■ **Material for this task**

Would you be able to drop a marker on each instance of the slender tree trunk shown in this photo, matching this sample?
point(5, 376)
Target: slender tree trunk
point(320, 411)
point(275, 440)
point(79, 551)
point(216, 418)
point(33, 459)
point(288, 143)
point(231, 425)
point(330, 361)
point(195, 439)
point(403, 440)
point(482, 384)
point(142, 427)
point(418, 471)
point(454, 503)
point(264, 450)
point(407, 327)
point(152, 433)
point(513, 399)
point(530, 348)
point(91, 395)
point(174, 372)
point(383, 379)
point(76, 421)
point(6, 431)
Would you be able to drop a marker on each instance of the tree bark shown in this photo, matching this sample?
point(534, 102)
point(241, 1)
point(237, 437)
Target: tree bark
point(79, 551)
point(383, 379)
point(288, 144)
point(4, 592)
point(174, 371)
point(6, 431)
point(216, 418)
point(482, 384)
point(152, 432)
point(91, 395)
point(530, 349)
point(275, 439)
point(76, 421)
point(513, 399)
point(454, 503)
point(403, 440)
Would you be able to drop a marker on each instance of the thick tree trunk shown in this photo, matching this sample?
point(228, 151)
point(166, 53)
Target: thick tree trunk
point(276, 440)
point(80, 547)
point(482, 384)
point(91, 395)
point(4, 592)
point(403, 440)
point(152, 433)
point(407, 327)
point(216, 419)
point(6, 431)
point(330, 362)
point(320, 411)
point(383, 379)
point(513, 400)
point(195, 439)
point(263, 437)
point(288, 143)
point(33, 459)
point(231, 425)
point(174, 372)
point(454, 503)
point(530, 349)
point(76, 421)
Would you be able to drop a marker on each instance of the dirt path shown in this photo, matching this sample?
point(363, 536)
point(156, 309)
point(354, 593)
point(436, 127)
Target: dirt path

■ **Directions**
Would you please repeat the lines from the one with "path shown in this photo, matching this sample?" through the last line of the listing above, exactly and with nothing else?

■ **Answer to this task**
Would you be able to drop a marker on each instance of the dirt path shown in this photo, matching this sample?
point(363, 536)
point(156, 309)
point(354, 593)
point(436, 127)
Target: dirt path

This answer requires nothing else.